— Start —
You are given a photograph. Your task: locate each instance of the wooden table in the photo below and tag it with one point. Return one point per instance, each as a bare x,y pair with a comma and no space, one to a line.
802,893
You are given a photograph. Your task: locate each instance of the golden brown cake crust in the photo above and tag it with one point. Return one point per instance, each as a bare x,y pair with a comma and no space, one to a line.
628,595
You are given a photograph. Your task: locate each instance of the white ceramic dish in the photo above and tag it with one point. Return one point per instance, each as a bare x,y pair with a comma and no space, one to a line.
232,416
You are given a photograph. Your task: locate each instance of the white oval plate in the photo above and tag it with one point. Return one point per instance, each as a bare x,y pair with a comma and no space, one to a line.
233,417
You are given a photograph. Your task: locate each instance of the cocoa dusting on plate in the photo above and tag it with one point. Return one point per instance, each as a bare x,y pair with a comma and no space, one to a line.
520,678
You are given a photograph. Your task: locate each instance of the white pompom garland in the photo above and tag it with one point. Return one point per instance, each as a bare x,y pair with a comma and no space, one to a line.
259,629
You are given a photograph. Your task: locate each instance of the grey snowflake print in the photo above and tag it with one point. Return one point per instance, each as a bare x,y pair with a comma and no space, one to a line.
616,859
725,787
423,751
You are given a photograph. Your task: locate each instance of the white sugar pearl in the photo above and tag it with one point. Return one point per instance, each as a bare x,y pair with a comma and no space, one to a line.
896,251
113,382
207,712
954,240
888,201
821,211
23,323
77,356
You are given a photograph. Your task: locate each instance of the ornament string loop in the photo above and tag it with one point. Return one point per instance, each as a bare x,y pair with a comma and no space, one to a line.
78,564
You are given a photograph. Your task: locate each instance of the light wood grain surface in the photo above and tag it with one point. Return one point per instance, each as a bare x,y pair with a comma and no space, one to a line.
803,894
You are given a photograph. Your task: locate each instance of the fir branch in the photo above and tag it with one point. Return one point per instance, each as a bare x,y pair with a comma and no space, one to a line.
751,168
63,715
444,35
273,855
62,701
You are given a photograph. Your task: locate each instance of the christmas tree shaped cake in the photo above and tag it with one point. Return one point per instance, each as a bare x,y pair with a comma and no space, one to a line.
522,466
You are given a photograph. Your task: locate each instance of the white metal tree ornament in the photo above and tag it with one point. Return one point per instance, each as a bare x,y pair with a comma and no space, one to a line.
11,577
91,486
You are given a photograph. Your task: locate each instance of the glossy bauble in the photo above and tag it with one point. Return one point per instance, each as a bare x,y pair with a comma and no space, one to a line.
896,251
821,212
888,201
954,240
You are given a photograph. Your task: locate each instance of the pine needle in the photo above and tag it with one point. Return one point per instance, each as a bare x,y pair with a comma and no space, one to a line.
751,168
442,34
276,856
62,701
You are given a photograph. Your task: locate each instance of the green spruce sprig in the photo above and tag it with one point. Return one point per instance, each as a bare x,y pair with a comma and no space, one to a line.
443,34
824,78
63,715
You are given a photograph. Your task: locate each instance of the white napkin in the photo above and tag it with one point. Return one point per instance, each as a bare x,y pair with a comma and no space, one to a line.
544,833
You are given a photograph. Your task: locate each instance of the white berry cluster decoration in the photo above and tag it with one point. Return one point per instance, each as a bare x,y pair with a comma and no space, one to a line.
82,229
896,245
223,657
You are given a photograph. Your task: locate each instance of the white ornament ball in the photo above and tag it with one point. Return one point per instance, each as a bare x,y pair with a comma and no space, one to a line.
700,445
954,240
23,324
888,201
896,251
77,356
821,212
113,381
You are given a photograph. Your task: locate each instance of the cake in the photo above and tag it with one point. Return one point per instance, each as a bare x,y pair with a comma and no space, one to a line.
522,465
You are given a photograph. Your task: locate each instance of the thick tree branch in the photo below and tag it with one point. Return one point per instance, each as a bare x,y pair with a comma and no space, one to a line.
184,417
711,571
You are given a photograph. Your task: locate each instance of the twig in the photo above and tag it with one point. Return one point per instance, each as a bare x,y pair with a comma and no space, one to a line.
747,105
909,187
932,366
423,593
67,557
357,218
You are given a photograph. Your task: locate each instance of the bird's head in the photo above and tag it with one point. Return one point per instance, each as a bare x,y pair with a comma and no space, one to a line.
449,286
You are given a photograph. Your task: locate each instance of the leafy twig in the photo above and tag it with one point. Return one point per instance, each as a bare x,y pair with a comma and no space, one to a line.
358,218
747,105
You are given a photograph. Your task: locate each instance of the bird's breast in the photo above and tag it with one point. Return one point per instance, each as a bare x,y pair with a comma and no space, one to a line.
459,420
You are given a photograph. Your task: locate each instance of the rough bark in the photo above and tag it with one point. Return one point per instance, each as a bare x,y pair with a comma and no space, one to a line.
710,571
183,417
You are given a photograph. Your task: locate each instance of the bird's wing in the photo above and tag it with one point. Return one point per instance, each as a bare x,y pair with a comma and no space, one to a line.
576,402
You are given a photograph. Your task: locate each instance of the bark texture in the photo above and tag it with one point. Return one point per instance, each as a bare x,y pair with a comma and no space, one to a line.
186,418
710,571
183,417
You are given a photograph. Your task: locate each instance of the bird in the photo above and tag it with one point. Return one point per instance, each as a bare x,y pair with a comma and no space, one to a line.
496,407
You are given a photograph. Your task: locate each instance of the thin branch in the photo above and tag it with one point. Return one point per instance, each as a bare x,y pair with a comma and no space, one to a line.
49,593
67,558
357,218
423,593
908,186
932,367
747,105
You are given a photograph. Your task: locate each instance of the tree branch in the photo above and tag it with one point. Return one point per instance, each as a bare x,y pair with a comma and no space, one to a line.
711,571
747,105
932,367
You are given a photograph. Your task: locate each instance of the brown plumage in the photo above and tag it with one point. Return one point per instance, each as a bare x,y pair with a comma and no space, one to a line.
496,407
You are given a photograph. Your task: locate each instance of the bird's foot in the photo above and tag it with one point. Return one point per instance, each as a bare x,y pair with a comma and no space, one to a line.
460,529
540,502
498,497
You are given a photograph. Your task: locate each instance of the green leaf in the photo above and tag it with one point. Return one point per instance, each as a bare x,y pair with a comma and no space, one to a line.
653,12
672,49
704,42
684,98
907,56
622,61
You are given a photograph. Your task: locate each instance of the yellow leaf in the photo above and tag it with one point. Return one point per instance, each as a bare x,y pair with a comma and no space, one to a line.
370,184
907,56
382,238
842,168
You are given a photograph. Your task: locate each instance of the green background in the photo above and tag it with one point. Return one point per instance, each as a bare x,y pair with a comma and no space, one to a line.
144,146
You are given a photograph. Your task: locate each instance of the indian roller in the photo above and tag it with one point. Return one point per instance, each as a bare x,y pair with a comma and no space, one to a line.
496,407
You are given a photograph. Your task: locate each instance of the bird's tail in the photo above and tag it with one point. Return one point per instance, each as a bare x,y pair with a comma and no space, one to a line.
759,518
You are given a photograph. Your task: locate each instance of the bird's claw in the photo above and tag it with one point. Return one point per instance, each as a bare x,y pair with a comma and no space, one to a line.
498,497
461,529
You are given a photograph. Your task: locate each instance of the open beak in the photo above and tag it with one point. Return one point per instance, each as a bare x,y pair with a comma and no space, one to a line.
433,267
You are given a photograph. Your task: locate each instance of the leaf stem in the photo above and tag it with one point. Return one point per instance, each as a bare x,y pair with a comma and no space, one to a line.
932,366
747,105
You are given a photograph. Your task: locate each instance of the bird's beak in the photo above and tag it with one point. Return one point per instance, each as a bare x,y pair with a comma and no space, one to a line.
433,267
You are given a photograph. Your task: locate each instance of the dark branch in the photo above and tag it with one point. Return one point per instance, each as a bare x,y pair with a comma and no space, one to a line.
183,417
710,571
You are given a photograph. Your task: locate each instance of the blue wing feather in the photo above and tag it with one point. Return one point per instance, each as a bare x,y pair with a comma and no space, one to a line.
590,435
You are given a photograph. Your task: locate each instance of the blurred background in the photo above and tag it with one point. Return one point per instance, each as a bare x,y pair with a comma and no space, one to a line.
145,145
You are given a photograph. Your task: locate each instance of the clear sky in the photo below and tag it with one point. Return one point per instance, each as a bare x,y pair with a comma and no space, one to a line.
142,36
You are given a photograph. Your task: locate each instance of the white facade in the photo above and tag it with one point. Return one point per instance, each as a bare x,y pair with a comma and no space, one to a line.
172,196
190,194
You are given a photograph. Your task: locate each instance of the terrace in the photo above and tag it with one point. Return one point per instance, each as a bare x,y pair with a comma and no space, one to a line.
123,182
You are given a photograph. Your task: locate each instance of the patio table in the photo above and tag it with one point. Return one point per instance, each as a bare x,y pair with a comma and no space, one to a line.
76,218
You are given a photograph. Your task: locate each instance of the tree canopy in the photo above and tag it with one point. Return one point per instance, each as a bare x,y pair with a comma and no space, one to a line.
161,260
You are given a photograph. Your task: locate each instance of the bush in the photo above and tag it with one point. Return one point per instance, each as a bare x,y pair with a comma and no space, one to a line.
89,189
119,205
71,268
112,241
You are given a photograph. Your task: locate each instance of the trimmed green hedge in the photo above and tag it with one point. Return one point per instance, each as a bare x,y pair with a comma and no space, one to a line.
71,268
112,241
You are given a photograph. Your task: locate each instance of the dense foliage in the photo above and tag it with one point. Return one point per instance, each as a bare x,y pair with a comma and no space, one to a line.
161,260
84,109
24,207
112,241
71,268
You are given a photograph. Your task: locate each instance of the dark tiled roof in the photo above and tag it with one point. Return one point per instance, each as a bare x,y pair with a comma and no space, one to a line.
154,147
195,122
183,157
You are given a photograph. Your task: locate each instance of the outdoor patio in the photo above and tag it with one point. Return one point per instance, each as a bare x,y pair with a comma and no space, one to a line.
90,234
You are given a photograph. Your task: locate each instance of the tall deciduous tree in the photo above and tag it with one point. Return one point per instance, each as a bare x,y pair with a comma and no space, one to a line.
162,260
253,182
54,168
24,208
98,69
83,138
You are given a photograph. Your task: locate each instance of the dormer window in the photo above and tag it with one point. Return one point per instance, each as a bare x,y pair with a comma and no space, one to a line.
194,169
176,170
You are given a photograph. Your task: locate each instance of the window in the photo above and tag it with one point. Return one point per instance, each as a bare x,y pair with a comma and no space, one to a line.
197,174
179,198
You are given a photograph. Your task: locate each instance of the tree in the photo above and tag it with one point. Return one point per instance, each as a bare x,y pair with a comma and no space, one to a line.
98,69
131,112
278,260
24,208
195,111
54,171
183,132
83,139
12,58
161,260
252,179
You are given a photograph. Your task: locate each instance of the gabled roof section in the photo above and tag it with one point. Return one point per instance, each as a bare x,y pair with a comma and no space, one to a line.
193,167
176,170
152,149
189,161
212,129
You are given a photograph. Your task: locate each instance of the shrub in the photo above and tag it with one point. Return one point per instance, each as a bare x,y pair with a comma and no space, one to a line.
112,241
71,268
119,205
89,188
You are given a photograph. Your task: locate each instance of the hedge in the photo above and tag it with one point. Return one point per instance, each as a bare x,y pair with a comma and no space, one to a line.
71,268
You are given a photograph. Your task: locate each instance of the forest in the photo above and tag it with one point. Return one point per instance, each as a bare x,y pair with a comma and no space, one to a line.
— End —
* _Objective_: Return the lines from the line containing "of the dormer" to the end of the entries above, exactly as they appear and with no other output.

* _Answer to this task_:
You are given a photograph. Your task: locate each instance of the dormer window in the photo above and tag it with one point. Return one point per instance, each as a bare x,y pair with a comma and no space, one to a line.
194,169
176,170
You are given a photograph. Your task: locate each instance of the window in the photo above and tag it with one point. Return one point per instance, each as a bare x,y pair with a comma and no space, one to a line.
197,174
179,198
You are given a photograph. Your task: locate each instance of the tree in the photo above and tag it with one point. Return one point per instance, each as a bare x,y pair with a comma and no space, one to a line.
98,69
131,112
278,260
24,208
195,111
54,171
183,132
83,139
12,58
161,260
252,179
You are given a photograph. Your task: locate each instance of the gabled roof section in the photo above and tag it with one point. Return one point per instance, each as a bare x,y pair with a comma and no space, one to a line.
193,167
176,170
152,149
189,161
212,129
You are given a photograph. Your task: locate each instance of the shrub in the photo above and tag it with one point. Return one point per instance, each as a bare x,y pair with a comma and no space, one to a line.
112,241
71,268
119,205
89,188
You are given a photograph. Your task: locate each instance of the hedge in the photo above and tag it with one point. Return one point per instance, each as a bare x,y pair with a comma and no space, one to a line.
71,268
You are given a photograph. Your task: locate each instance of the forest in the photo above and tag it with one point. Return one point per instance, each as a bare x,y pair with a comma and no space, one to a line.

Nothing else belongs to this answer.